* _Brano fornito_:
▬▬▬▬▬▬
La devianza minorile e il paradigma sociologico. Il contributo di David Matza

Francesco Giacca

1. Per una introduzione
La figura di David Matza occupa senza alcun dubbio un posto di rilievo nel settore della devianza adolescenziale e, anche se il suo lavoro appare difficilmente catalogabile, egli è molto vicino a quel gruppo di studiosi, chiamati generalmente labeling theorists, i cui principali esponenti sono Lemert, Becker, Cicourel e Goffman.
Ovviamente, essi presi singolarmente evidenziano delle notevoli differenze di approccio, anche se uniti sotto una duplice bandiera, frutto degli studi di Lemert: la devianza primaria e la devianza secondaria.
Per devianza primaria intendiamo un "allontanamento più o meno temporaneo, più o meno marginale, eseguito con più o meno determinazione da certi valori, norme o costumi dominanti nella società" (Matza, 1969).
Da tali atti nessuno è escluso, in effetti tutti ne compiamo occasionalmente e durante tutto l’arco della vita.
Al contrario, più rilevante è la devianza secondaria, che "consegue all’etichettamento (labeling) di una persona come deviante da parte da agenzie di controllo sociale" (Ibidem, 1969, pp. 17-31).
Le due tipologie di devianza non necessariamente coincidono; in altri termini possono apparire come due fenomeni diversi, poiché non tutti i devianti primari sono definiti devianti dalle autorità, mentre alcuni devianti secondari non sono affatto devianti primari.
Da questa semplice distinzione, i labeling theorists traggono tre importanti riflessioni:
o Le analisi strutturali compiute sulla base di diversi tassi di devianza sono, nel migliore dei casi inesatte; inesatte nel senso che ciò che viene comparato sono i tassi di devianza ufficiali, che possono non corrispondere al volume reale (primario) della devianza;
o La seconda riflessione è che il reale problema sociologico non consiste nello studio dell’ammontare della devianza, ma il modo in cui le agenzie di controllo creano esse stesse la devianza;
o Un ultima riflessione è che lo scopo primario della ricerca dovrebbe essere l’analisi della reazione sociale, cioè dell’esclusione, del confinamento e della riorganizzazione simbolica del self del deviante.
Intorno agli anni ’70, però, la labeling theory, inizialmente considerata come una vera e propria forza innovatrice, iniziò a perdere il suo fascino.
Essa in effetti era divenuta quasi altrettanto deterministica della teoria strutturale che aveva all’inizio attaccato.
A ciò si aggiungeva l’abbandono prematuro della ricerca delle cause strutturali della devianza, che la riduceva di frequente ad operare nello spazio di un ragionamento apparentemente logico, ma in realtà falso e capzioso (per esempio, "è deviante chi è definito come tale").
In effetti, questo stato di cose andava ad adottare una prospettiva, lontana dal contributo e legame creato da Durkheim, tra analisi della devianza ed analisi della società globale.
▬▬▬▬▬▬
* _Materiale raccolto_:
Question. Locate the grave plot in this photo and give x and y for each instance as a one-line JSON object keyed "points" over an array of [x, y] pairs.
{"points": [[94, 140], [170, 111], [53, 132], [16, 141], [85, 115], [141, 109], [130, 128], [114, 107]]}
▬▬▬▬▬▬
* _Il problema_: Per favore, prosegui il testo sul contributo di David Matza allo studio della devianza minorile, riprendendo subito dopo la sua ultima frase.

* _Risposta al compito_:
David Matza, pur ispirandosi in gran parte alla tradizione dei labeling theorists (denominati anche neo-chicagoans), da un lato rivendica la tradizione della psicologia sociale Meadiana e la grande importanza che essa attribuiva alla coscienza dell’attore, dall’altro elaborando una prospettiva naturalistica, il cui fondamentale assunto metodologico consiste nella fedeltà alla complessità del fenomeno studiato senza cedimenti a tentazioni riduttive.

2. David Matza e la seconda generazione della Scuola di Chicago
La Scuola di Chicago, ebbe come riferimenti fondamentali uomini come H.S. Becker e E. Lemert.
Essa era già conosciuta negli anni cinquanta, ma si diffuse soprattutto tra il 1962 e il 1964, in una forma diversificata, chiamata Nuova Scuola di Chicago, da cui il nome dei suoi esponenti, i cosiddetti Neochicagoans.
La filosofia che è alla radice della Scuola di Chicago, nuova generazione, è data dal concetto di "naturalismo", termine che si ritrova in Aristotele e Spinoza, ma che qui è inteso come "generale" della Scuola di Chicago e come "classico" se parliamo del pragmatismo di G. Santayana (D’Agostino, 1984).
In effetti, alcuni hanno ritenuto distinguere il naturalismo in due parti: la prima si riferisce alle componenti essenziali che si riferiscono alla fedeltà del fenomeno, mentre la seconda a quelle accidentali che consistono nel ricorso alle metodologie delle scienze della natura.
Nella visione di Matza " il naturalismo, obbliga nei confronti dei fenomeni e della loro natura, non vincola alla scienza o a qualsiasi altro sistema di norme" (Matza, 1969, 17).
Questa definizione, varca quell’idea che considera il naturalismo come la filosofia che si basa sui risultati e sui metodi delle scienze: "…tutto ciò che esiste o accade può essere spiegato con metodi che, anche se esemplificati paradigmaticamente nelle scienze naturali, sono continui da un dominio all’altro della scienza" (D’Agostino, 1984).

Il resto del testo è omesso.